» REQUIREMENT
From the entries that follow, copy exactly the lines beginning at the line holding "Target: woman's ear" and continuing through the line holding "# pick out the nameplate, one".

» DATASET ENTRIES
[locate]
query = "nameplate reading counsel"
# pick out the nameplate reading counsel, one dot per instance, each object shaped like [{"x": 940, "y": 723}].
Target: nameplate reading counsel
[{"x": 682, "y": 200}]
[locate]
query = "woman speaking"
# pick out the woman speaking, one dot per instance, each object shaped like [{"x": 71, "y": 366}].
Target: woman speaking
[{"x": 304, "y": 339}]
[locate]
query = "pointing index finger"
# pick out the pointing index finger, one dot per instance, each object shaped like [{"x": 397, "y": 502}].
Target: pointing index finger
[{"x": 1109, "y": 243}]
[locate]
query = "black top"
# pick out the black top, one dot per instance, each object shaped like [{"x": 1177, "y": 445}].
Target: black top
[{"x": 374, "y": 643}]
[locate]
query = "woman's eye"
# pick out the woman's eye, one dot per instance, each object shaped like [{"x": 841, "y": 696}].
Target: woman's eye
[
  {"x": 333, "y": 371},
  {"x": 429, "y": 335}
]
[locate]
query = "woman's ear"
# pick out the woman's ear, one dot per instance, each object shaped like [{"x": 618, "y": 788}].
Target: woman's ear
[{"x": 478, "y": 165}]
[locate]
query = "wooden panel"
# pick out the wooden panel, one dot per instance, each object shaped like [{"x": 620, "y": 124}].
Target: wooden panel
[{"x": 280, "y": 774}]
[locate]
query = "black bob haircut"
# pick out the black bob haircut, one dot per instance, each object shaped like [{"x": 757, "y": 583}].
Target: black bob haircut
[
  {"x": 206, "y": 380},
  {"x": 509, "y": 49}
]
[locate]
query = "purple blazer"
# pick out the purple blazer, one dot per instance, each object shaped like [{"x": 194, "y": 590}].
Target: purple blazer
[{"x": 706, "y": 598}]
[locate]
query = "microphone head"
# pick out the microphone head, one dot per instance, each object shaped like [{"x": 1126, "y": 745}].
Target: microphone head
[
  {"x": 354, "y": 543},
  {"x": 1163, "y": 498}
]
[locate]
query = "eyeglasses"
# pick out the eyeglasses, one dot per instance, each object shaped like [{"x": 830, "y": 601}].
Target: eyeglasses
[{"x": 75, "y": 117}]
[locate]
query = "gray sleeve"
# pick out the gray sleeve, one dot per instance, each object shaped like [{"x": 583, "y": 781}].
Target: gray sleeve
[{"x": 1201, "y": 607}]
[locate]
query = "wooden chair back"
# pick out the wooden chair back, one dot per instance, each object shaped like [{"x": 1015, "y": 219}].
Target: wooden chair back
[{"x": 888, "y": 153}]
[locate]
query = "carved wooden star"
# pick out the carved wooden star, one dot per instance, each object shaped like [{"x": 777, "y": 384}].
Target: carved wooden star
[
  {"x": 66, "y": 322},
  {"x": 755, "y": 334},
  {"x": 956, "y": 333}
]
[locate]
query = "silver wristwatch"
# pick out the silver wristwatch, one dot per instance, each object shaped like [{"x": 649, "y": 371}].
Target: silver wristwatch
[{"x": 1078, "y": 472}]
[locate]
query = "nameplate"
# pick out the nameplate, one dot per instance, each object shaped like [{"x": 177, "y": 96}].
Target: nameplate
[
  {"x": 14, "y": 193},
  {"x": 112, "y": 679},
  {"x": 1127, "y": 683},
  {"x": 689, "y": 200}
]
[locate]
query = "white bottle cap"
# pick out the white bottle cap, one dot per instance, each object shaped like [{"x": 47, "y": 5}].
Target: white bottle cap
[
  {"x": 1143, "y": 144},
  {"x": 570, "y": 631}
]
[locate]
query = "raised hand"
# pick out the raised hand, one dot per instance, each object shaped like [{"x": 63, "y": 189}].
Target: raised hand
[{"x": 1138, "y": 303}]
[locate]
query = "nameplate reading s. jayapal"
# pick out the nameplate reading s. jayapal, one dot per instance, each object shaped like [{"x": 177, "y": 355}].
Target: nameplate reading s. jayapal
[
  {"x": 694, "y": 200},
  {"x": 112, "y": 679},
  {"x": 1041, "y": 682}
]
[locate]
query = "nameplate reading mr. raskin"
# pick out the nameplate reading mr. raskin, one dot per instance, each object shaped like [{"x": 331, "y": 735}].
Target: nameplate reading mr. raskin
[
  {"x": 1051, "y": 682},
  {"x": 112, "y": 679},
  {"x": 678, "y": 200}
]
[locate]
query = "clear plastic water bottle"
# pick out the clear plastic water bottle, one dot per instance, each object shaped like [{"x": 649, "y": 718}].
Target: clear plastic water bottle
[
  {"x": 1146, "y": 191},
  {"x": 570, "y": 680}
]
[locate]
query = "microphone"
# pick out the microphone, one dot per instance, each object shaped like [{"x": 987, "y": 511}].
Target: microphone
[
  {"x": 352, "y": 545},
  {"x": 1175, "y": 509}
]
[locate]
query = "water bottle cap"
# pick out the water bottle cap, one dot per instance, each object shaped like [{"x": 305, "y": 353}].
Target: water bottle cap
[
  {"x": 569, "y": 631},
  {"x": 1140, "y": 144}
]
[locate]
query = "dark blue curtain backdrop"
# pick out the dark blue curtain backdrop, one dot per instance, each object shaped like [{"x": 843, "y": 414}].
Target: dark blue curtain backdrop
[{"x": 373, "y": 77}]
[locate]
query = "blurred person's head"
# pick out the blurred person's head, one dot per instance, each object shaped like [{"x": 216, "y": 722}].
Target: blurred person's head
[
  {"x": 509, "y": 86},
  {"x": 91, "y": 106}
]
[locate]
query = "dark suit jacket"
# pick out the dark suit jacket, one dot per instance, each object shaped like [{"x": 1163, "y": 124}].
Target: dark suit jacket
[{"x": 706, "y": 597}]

» ANSWER BOX
Target: woman's ear
[{"x": 478, "y": 165}]
[locate]
query = "wooden panel"
# pick out the wooden panel, one dot per instance, each object shaped like [{"x": 620, "y": 124}].
Target: wooden panel
[{"x": 280, "y": 774}]
[locate]
query = "black bob haircut"
# pick out the black bob haircut, one dot per instance, each object shaped like [{"x": 757, "y": 583}].
Target: black bob haircut
[
  {"x": 206, "y": 380},
  {"x": 509, "y": 49}
]
[locate]
query = "purple blazer"
# pick out the purple blazer, one dot per instance, each object shaped like [{"x": 194, "y": 590}].
Target: purple blazer
[{"x": 706, "y": 598}]
[locate]
query = "microphone head"
# pick out the microphone head, one dot per instance, each object shaped like [{"x": 1126, "y": 745}].
Target: microphone head
[
  {"x": 354, "y": 543},
  {"x": 1163, "y": 498}
]
[locate]
query = "eyeglasses"
# pick out the eyeglasses, one dot per instance, each object shaped like [{"x": 830, "y": 601}].
Target: eyeglasses
[{"x": 75, "y": 117}]
[locate]
query = "gray sleeve"
# pick out the gray sleeve, one dot per instance, each object shaped like [{"x": 583, "y": 781}].
Target: gray sleeve
[{"x": 1201, "y": 607}]
[locate]
query = "wooden chair back"
# pick out the wooden chair back, one dot per instance, each object shaped like [{"x": 1015, "y": 219}].
Target: wooden chair back
[{"x": 888, "y": 153}]
[locate]
query = "carved wooden star"
# pick out the carved wooden star, one dot per instance, each object shaped like [{"x": 777, "y": 384}].
Target: carved wooden star
[
  {"x": 66, "y": 322},
  {"x": 755, "y": 334},
  {"x": 956, "y": 333}
]
[locate]
query = "silver wristwatch"
# pick out the silver wristwatch, one dot per instance, each object shaped like [{"x": 649, "y": 371}].
Target: silver wristwatch
[{"x": 1078, "y": 472}]
[locate]
query = "nameplate"
# pick out the nameplate, one dot per instance, each object shaped like [{"x": 177, "y": 96}].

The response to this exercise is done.